TRECHO DO DOCUMENTO ->
===

Em 2009, para fortalecer a causa, criou ainda o Instituto Maria da Penha. No Brasil, há 13 casos de feminicídio por dia, segundo dados do Mapa da Violência (2015). “O número nos coloca na quinta posição do ranking de países que mais matam mulheres no mundo. Por meio de ações educativas, que se dão principalmente em Fortaleza e no Recife, a organização tem como objetivo mudar essa realidade”, acredita.

“Nossa cultura machista só será desconstruída por meio da conscientização de crianças e adultos. O Instituto Maria da Penha não realiza ações diretamente com as vítimas de violência, mas tem, por exemplo, parceria com universidades de Fortaleza e do Recife. Oferecemos o curso ‘Defensores e defensoras do direito à cidadania’, desde 2011”, conta.

Papel do Poder Público

Para a biofarmacêutica, é importante que o poder público garanta a segurança da vítima que não tem condições de voltar para casa após a denúncia. “Devem ser blindadas de qualquer contato com o agressor. Só assim conseguem reformular as vidas”. Isso só é possível por meio de medida restritiva, a maior conquista da lei Maria da Penha.

“Se isso existisse na minha época, minha história teria sido completamente diferente. Por exemplo, só consegui sair de casa graças a um documento de separação de corpos, que permitiu que eu não perdesse a guarda das minhas filhas. Ainda corri esse risco, de deixá-las com o pai violento”, refletiu.

Sobrevivi... posso contar

A participação de Maria da Penha no Colóquio fechou a programação. Ela revelou que, enquanto aguardava a tramitação do processo contra o agressor, relatar o fato foi terapêutico. Surgiu assim o livro.

===

DADOS ARMAZENADOS ->
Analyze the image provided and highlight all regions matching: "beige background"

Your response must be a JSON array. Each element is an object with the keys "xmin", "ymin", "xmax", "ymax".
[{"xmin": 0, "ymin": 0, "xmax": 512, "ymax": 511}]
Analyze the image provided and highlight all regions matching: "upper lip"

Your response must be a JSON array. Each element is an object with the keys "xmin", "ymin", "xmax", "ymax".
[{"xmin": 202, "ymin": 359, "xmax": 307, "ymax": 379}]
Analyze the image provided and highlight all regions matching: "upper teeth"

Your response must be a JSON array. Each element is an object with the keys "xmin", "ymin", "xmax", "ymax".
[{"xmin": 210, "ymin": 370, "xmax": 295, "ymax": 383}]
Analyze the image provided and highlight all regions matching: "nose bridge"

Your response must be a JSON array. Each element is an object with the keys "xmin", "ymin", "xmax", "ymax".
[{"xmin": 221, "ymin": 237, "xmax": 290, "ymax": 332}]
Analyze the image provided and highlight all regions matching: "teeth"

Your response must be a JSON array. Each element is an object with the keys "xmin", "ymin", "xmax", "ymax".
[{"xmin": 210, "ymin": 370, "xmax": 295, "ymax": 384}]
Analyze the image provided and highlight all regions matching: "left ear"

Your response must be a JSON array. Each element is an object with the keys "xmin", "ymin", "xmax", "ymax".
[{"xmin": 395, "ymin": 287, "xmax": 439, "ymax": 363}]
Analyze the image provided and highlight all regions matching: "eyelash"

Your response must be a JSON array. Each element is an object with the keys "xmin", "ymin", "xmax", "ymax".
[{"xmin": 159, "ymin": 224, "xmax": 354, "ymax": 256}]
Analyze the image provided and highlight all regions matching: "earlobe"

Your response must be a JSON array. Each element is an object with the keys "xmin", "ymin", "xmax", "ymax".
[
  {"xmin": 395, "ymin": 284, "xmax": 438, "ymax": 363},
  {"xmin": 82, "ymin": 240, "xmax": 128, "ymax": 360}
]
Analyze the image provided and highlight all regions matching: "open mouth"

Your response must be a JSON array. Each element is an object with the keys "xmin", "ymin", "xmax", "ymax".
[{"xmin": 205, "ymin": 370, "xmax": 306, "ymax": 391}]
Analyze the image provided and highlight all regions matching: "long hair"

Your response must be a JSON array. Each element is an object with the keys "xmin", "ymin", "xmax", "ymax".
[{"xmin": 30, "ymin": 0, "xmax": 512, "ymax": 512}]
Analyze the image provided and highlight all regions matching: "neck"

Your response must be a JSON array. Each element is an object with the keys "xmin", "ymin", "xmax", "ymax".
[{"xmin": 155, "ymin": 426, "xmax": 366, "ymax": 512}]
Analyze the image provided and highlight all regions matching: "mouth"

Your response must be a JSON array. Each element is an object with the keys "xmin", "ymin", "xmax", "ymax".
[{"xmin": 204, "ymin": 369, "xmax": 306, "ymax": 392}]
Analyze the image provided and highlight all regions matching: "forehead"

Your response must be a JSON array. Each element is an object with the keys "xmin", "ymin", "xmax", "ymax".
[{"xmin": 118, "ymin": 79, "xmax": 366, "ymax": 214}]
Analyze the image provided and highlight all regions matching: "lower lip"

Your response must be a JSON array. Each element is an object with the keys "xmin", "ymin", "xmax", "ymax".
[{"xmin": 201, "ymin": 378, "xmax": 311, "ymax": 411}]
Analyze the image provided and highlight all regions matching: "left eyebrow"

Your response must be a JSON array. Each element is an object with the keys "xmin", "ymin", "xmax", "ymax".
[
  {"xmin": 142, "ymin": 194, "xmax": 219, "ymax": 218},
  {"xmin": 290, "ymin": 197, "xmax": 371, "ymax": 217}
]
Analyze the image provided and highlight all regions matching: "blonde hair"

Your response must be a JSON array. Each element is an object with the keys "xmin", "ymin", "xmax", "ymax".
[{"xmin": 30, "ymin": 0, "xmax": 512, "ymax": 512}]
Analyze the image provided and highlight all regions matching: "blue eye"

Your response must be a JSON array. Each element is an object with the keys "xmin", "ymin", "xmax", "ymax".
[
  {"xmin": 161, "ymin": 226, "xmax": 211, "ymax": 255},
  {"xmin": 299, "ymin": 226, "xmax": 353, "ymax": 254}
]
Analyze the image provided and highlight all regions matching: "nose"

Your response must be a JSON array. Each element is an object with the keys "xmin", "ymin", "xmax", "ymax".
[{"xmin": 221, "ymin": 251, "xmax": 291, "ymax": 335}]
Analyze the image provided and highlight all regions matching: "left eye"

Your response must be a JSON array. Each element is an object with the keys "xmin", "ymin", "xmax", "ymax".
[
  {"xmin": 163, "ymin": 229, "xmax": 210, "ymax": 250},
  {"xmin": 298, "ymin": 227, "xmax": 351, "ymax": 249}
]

===

Reproduza, sem nenhuma alteração, a passagem do texto sobre Maria da Penha, começando em "Papel do Poder" e indo até "lei Maria da Penha.".

RESOLUÇÃO DO EXERCÍCIO ->
Papel do Poder Público

Para a biofarmacêutica, é importante que o poder público garanta a segurança da vítima que não tem condições de voltar para casa após a denúncia. “Devem ser blindadas de qualquer contato com o agressor. Só assim conseguem reformular as vidas”. Isso só é possível por meio de medida restritiva, a maior conquista da lei Maria da Penha.